» AIM OF THE EXERCISE
Copy the material below word for word, keeping every line and character unchanged.

» DATA SECTION
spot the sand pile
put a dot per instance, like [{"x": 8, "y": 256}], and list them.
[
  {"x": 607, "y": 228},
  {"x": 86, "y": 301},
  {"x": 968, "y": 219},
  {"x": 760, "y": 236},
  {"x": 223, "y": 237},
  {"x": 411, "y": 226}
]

» RESULT FOR THIS EXERCISE
spot the sand pile
put a dot per instance, like [{"x": 8, "y": 256}], and list them.
[
  {"x": 607, "y": 228},
  {"x": 86, "y": 301},
  {"x": 968, "y": 219},
  {"x": 760, "y": 236},
  {"x": 223, "y": 237},
  {"x": 411, "y": 226}
]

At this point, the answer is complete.